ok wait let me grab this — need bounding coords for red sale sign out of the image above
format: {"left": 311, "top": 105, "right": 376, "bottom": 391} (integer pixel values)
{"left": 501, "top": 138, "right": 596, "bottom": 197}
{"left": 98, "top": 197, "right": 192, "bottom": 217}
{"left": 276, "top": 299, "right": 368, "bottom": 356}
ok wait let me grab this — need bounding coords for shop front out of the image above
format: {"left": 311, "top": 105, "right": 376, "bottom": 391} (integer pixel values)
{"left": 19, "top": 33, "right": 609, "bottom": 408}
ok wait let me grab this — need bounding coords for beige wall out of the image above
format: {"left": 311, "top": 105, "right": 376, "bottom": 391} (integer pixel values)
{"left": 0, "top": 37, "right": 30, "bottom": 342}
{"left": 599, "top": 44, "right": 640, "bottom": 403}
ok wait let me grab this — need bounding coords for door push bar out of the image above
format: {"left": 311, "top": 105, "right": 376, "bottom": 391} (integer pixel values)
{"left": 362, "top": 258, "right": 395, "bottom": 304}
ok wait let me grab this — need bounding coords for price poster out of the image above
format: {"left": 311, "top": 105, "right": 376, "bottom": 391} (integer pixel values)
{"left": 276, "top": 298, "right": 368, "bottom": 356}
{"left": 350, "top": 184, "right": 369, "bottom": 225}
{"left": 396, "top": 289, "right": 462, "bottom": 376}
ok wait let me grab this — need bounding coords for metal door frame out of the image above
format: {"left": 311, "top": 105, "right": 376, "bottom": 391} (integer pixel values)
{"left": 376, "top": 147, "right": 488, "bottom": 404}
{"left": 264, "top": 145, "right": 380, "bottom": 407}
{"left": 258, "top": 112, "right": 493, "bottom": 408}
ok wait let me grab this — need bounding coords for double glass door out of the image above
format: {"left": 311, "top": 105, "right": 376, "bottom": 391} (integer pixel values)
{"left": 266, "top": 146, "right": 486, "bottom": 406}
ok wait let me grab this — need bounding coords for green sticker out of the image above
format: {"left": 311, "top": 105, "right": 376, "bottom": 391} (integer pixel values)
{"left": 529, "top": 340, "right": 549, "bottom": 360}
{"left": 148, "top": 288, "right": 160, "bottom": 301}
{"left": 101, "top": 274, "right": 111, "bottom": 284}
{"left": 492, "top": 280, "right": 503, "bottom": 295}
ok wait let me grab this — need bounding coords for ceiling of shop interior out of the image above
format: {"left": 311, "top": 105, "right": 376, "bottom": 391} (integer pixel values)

+++++

Among the entries above, locate the lines containing "wall out of the image above" and "frame out of the image above", and transcribe exactly those two lines and all lines between.

ok wait let me grab this — need bounding coords for beige wall out of the image above
format: {"left": 311, "top": 105, "right": 376, "bottom": 391} (integer pixel values)
{"left": 0, "top": 37, "right": 30, "bottom": 342}
{"left": 599, "top": 44, "right": 640, "bottom": 403}
ok wait let me grab this — need bounding coords for door push bar out of the image above
format: {"left": 311, "top": 105, "right": 376, "bottom": 391} (integer pixel values)
{"left": 362, "top": 258, "right": 395, "bottom": 304}
ok wait let me grab this — need bounding coords for price poster out of the image above
format: {"left": 311, "top": 105, "right": 376, "bottom": 391} (integer pixel values)
{"left": 276, "top": 298, "right": 368, "bottom": 356}
{"left": 350, "top": 184, "right": 369, "bottom": 225}
{"left": 396, "top": 289, "right": 462, "bottom": 376}
ok wait let me grab this — need bounding coords for metal door frame out of the image above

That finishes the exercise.